(To do)
The required output is all lines below that contain the word "every".
════════════════
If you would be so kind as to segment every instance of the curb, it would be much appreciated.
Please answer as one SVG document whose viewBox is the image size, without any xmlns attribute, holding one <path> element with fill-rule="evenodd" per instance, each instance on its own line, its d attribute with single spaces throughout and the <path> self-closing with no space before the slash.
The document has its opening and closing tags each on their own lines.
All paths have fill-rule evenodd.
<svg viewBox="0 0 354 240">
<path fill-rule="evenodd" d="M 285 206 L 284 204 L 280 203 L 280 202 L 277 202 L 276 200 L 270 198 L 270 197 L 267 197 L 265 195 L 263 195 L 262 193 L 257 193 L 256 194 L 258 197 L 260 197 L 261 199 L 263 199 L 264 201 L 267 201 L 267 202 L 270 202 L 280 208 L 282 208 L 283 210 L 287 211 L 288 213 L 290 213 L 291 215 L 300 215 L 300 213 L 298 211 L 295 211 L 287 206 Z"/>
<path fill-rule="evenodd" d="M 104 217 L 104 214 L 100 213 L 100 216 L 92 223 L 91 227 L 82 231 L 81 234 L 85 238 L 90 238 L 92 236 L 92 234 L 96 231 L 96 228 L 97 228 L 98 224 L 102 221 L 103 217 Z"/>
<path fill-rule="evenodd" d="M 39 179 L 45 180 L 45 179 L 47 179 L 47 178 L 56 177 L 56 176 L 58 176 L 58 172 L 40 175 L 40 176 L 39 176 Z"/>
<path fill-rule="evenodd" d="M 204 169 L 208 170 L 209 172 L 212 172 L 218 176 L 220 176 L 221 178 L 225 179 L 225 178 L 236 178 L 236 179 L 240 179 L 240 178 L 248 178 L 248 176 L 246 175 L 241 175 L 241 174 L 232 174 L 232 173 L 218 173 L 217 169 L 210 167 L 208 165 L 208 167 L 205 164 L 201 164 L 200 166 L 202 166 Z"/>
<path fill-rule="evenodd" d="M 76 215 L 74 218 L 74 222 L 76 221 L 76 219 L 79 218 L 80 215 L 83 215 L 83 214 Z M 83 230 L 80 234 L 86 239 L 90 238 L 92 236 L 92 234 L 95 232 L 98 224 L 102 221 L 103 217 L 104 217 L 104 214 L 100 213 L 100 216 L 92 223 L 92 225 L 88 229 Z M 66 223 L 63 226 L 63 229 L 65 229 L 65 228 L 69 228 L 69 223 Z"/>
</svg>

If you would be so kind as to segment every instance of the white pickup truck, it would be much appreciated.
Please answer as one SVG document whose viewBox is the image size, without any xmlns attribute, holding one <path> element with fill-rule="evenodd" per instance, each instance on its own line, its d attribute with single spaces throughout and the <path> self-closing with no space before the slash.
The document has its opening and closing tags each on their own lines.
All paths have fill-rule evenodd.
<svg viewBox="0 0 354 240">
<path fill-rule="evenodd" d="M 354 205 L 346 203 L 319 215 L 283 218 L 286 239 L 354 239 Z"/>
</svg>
════════════════
(Answer below)
If you would be so kind as to segment every instance of the curb, it would be much appreciated.
If you would be so kind as to segment every instance of the white pickup truck, it would be much appreciated.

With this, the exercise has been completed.